*Consegna*.
Ricopia fedelmente la parte dei dati che si apre con la riga contenente "of the concrete" e si chiude con la riga contenente "column 144, row 44", entrambe incluse.

*Record del dataset*.
* * * * *

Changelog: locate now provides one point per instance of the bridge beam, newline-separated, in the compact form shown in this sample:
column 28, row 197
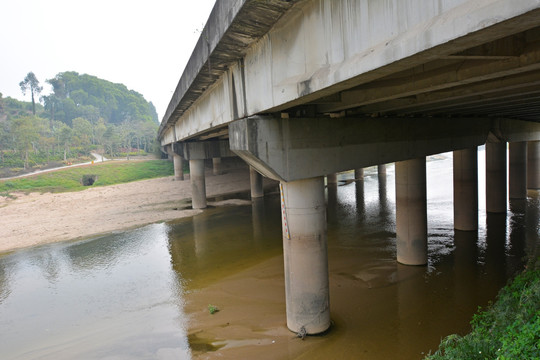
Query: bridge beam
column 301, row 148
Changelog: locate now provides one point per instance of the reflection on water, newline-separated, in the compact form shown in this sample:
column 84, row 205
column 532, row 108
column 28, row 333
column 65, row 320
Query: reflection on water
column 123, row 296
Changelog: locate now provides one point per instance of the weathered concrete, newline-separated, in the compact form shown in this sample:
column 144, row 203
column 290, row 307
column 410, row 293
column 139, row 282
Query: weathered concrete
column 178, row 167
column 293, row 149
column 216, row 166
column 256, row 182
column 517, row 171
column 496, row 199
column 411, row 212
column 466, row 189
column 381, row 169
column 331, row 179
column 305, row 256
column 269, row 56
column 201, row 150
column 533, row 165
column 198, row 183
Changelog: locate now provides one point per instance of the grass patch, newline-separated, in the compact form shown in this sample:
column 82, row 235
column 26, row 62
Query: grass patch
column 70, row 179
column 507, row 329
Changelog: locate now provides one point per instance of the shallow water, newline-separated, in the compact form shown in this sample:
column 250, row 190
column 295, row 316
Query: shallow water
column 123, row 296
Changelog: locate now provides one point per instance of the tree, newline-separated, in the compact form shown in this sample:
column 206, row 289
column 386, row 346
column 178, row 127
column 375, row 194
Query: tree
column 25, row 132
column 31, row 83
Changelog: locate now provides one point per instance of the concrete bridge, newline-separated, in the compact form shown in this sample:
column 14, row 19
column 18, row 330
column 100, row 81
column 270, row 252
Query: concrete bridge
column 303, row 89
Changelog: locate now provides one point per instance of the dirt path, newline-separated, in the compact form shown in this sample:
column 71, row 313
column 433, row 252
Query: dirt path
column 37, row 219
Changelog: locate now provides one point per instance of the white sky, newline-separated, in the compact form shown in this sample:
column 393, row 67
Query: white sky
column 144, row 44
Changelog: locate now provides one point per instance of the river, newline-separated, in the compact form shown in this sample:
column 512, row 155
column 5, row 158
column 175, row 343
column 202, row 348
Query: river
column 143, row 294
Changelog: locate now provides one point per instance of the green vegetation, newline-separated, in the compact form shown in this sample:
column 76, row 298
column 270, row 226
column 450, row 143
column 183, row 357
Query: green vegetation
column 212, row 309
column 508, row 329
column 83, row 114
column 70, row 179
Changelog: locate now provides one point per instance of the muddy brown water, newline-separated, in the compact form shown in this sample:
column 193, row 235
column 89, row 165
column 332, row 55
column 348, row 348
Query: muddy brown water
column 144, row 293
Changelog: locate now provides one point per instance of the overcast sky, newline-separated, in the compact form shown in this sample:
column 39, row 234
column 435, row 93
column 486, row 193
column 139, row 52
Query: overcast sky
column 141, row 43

* * * * *

*Risposta corretta*.
Changelog: locate now provides one point per instance of the concrete bridge, newline-separated, in the compact form shown in this sample:
column 14, row 19
column 18, row 330
column 100, row 81
column 270, row 252
Query: concrete bridge
column 303, row 89
Changelog: locate now provides one point per instance of the dirt path, newline-separated, in the compact form shown in this sample:
column 71, row 313
column 433, row 252
Query: dirt path
column 37, row 219
Changelog: locate now provides one point per instance of the white sky, newline-separated, in the compact form shown in this sample:
column 393, row 67
Query: white sky
column 144, row 44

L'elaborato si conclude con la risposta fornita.